Exercise requirements:
**1.** In the GSoC write-up, please rewrite the paragraph beginning "Automated and systematic testing" as a short bulleted list that keeps its main facts.
**2.** According to the GSoC write-up, why was a system testing framework written for java-ebuilder? Answer in one to three sentences.
**3.** List the three adjectives that the GSoC write-up uses to describe the test suite in the sentence beginning "With a canonical".

GSoC 2021 Final Work Products

10 minutes to read

As this year’s GSoC has come and gone, it is time to compile a retrospective of all the work I have done for my GSoC project. In a nutshell, the bulk of my project was executed as I had planned in my original project proposal; some additional deliverables and enhancements not outlined in the original plan were made, while a few planned and relatively trivial deliverables were cut due to time constraints.


java-ebuilder is the tool maintained and used by the Gentoo Java team to create ebuilds for Java packages available on Maven Central, and I have used it very often in my GSoC project too. To improve the quality of java-ebuilder, I made some improvements that would be helpful to both its developers and its users to it.

System Testing Framework and Test Suite

Automated and systematic testing can help improve software quality. With a canonical, specific and well-defined test suite that can be triggered easily, developers are more likely to run tests often. Regression testing, which assists developers to capture bugs introduced by changes to the source code, also needs a test suite as its foundation. For these reasons, I wrote a system testing framework for java-ebuilder in Bash and added some test cases to verify the correctness of the entire program. The testing framework also allowed me to apply test-driven development when I was implementing new features of java-ebuilder.

Given entries:
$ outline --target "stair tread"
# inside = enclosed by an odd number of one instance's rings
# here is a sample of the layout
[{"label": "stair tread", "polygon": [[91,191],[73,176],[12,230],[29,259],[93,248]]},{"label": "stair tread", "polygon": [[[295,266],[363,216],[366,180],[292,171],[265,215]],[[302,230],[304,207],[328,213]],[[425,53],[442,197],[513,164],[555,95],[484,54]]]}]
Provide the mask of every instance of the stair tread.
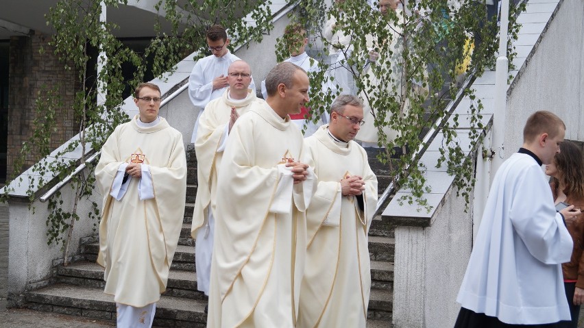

Replies:
**1.**
- Automated, systematic testing helps improve software quality.
- Developers run tests more often when the test suite is canonical, specific, well-defined and easy to trigger.
- Regression testing catches bugs that source code changes introduce, and it needs a test suite as its foundation.
- For these reasons, the author wrote a system testing framework for java-ebuilder in Bash and added test cases to verify that the whole program is correct.
- The framework also let the author use test-driven development when implementing new java-ebuilder features.

**2.** Automated, systematic testing improves software quality. A well-defined suite that is easy to trigger makes developers more likely to test often. Regression testing, which catches bugs introduced by source code changes, also needs a test suite as its foundation.

**3.**
- canonical
- specific
- well-defined